[START OF Record extracts]

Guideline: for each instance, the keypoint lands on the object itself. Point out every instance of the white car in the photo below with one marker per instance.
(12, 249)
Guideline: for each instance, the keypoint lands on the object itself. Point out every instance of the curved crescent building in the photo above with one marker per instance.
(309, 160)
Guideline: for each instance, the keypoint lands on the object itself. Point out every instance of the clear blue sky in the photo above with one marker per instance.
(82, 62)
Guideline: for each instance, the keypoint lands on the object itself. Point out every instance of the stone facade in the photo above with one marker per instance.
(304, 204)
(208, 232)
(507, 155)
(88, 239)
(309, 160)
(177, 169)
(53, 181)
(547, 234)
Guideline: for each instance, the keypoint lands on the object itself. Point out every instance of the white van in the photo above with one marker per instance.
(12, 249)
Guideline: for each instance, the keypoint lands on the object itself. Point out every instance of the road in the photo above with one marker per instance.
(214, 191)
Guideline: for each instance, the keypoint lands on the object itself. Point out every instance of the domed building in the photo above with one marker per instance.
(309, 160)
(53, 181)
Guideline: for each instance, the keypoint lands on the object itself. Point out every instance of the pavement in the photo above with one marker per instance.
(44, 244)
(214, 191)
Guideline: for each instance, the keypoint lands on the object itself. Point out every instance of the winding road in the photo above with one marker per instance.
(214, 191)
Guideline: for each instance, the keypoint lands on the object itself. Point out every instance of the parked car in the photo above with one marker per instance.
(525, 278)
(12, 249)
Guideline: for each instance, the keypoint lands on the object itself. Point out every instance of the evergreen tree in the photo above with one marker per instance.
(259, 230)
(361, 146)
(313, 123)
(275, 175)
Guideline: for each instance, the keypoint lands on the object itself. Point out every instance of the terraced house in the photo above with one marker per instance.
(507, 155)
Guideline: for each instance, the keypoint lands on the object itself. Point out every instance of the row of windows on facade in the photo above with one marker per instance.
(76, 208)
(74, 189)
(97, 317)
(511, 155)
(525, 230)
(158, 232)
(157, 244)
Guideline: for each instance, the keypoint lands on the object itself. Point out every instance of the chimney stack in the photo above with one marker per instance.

[END OF Record extracts]

Aim of the task: Your task is to reproduce all of the records exactly.

Task solution:
Guideline: for each instance, the keypoint lands on the object itself. Point out every instance of the white car in the photo below with one marker per instance.
(12, 249)
Guideline: for each instance, the keypoint lands on the object itself. Point out every instance of the curved crescent building in the photo above with one marker per instance.
(309, 160)
Guideline: for each instance, the keypoint lands on the object itself. Point out every instance of the clear blue sky in the photo above with one marker per instance.
(82, 62)
Guideline: for each instance, the keypoint lands on the object itself. Point out every instance of the stone facade in the photo above with one marker per instance.
(304, 204)
(208, 232)
(507, 155)
(88, 239)
(309, 160)
(177, 169)
(53, 181)
(547, 234)
Guideline: for each instance, the keypoint lands on the object itself. Point out every instance of the white van in the photo above with one marker per instance.
(12, 249)
Guideline: for each instance, the keypoint lands on the object itself. Point out every instance of the road in the photo above with one marker per instance.
(214, 191)
Guideline: for each instance, the keypoint lands on the object itself. Point out every instance of the domed building in the photo above with one marker per instance.
(309, 160)
(53, 181)
Guideline: for each instance, the keypoint lands on the object itself. Point out every instance of the pavement in the photo above with one marker per instance.
(44, 244)
(214, 191)
Guideline: for each instance, the keypoint lands on the object itself. Point out every instance of the winding road in the photo above with one marker per instance.
(214, 191)
Guideline: for each instance, the keypoint lands on the object itself. Point out every instance of the parked car in the photo above with one marker per instance.
(525, 278)
(12, 249)
Guideline: for each instance, the keypoint lands on the object itself. Point out every instance of the evergreen tree in the photo above with one marker per instance.
(259, 230)
(361, 146)
(313, 123)
(275, 175)
Guideline: for each instance, the keypoint lands on the object itself. Point out every instance of the terraced house in the photo above with one marker per instance.
(507, 155)
Guideline: for each instance, the keypoint lands on the object itself. Point out every instance of the row of windows on facade in the photo above with one marker per instance.
(76, 208)
(74, 189)
(97, 317)
(511, 155)
(525, 230)
(158, 232)
(157, 244)
Guideline: for each instance, the keypoint lands on the object itself. Point out every instance of the chimney stack in the photo above with one marker per instance.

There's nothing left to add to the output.